■ **What you should do**:
In the account of the strategy workshop below, who is named as the lead BT partner?

■ **Source document**:
---
It felt like deja vu all over again. My colleague Brian Sommer invited me to join a couple of other analysts, Katherine Jones and Tom Ryan to be part of a market intelligence and strategy workshop for the consulting/advisory side of Baker Tilly, one of the largest accounting/advisory firms in the world.
Brian did plenty such sessions for Arthur Andersen/Accenture and its clients when he was a partner there in the 80s and 90s, and I did the same while at Price Waterhouse, then Gartner.
But the world has moved on and the two intense days we spent were a forceful reminder of how much it has changed. Brian, Katherine and Tom had done a similar session last year and they were commenting on how far BT itself has evolved in just a short few months.
Bryan Majewski, the lead BT partner, deserves plenty of credit for:
a) inviting not just his consultants but also many of his HR, marketing, alliance, quality management and audit colleagues to the session. It was a large investment which highlighted the seriousness of the firm’s commitment.
---
■ **Items from a data source**:
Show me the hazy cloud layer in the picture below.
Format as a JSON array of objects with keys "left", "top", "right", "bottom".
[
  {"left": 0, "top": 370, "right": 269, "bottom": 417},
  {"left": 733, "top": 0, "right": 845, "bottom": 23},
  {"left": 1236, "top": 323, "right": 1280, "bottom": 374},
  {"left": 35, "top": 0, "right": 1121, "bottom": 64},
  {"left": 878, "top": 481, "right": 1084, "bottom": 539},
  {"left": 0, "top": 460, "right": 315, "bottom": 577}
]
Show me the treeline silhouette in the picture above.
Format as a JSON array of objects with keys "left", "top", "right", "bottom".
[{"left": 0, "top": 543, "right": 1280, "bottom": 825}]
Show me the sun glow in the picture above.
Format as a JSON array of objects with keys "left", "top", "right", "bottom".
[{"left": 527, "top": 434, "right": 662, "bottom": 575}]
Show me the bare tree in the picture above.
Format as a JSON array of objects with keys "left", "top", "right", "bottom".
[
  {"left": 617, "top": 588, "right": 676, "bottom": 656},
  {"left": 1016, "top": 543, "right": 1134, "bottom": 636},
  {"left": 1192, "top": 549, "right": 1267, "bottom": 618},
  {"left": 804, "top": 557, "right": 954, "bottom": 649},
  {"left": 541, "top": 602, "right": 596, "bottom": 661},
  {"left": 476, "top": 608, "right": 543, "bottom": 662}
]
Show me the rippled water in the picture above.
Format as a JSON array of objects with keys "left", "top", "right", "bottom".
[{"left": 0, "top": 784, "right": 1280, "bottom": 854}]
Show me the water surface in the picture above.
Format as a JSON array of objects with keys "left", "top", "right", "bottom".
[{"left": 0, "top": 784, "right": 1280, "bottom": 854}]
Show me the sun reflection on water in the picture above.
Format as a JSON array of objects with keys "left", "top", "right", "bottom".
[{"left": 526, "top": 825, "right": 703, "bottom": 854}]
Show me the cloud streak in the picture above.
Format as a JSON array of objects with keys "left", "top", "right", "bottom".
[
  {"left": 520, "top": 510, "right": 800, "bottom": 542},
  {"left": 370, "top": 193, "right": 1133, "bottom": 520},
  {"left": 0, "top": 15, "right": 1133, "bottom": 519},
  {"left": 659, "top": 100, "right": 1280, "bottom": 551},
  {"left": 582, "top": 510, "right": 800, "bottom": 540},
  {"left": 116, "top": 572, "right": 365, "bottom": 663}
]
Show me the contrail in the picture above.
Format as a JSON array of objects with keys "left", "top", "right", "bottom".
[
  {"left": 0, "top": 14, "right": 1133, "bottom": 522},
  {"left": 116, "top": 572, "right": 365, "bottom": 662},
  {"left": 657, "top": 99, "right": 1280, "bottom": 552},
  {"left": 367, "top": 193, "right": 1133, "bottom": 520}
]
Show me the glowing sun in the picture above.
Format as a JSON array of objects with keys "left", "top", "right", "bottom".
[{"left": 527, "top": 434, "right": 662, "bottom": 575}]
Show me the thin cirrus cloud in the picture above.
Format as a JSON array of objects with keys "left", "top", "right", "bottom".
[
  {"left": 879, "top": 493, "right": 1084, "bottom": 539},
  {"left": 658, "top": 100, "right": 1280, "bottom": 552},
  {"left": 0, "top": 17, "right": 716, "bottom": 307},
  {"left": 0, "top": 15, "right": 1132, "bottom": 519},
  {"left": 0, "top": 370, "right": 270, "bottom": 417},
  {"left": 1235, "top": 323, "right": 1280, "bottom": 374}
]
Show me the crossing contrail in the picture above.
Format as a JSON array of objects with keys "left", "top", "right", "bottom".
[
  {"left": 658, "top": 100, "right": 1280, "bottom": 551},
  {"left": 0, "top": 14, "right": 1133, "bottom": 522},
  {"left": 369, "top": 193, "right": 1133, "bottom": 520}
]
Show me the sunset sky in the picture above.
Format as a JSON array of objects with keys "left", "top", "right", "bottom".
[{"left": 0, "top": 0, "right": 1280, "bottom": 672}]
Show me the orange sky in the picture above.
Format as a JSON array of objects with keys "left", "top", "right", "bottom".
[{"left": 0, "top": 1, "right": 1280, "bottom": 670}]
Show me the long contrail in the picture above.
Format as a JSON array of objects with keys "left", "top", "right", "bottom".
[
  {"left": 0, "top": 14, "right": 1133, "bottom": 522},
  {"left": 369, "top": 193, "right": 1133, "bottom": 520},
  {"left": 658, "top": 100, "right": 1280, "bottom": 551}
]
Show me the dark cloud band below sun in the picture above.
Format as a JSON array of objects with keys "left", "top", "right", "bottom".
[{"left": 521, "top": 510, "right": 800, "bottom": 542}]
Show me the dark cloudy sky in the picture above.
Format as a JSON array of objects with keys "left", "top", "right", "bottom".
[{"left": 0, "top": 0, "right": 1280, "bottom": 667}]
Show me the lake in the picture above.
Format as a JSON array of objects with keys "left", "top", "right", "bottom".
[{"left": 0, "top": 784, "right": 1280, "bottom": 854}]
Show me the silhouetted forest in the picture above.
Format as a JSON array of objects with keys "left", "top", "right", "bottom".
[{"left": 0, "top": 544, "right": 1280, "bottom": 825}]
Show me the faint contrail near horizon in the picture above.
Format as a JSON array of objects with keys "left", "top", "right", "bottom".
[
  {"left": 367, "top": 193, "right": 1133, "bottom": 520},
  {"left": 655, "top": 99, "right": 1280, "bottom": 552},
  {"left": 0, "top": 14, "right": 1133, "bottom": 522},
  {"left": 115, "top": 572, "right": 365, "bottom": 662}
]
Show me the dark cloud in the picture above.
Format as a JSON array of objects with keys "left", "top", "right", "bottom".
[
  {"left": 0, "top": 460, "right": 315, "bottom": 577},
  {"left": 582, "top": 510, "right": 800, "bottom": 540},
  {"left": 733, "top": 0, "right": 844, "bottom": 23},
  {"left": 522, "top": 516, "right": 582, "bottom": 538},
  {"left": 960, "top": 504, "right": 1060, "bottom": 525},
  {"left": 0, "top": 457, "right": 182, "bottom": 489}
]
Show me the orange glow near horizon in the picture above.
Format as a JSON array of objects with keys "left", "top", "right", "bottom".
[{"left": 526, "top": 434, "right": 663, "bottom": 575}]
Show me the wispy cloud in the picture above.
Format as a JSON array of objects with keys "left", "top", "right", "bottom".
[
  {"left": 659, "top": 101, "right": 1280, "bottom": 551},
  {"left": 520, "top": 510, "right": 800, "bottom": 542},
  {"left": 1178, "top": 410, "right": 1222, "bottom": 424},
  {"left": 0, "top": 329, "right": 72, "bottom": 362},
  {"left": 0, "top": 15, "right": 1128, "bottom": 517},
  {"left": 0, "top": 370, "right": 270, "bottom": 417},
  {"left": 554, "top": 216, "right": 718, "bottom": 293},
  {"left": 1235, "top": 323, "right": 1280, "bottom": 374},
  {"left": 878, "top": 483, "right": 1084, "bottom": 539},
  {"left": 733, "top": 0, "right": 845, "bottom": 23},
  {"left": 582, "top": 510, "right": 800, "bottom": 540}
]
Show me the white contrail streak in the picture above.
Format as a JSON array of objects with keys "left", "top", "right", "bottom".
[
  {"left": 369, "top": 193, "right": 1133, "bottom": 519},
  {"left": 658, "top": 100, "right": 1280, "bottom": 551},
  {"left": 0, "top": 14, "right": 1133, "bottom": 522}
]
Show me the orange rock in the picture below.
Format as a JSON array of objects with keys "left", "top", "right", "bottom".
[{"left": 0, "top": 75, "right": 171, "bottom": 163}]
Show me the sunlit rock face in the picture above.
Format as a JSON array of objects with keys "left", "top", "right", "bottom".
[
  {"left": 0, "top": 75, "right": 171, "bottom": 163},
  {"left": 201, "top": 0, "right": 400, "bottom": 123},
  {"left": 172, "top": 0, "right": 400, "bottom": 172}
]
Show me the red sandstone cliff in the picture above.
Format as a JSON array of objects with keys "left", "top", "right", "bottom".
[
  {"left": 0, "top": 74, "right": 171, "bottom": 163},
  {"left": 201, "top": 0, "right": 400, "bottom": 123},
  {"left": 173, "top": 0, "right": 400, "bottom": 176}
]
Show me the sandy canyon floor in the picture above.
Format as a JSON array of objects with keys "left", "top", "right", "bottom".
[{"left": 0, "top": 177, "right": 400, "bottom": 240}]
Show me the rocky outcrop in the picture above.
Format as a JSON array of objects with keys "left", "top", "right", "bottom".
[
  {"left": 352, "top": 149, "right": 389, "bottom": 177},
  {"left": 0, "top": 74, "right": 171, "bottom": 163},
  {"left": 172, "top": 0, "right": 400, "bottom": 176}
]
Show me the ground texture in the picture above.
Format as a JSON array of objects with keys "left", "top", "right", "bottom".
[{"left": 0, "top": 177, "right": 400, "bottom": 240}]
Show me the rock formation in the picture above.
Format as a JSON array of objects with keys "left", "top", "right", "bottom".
---
■ **Response to this task**:
Bryan Majewski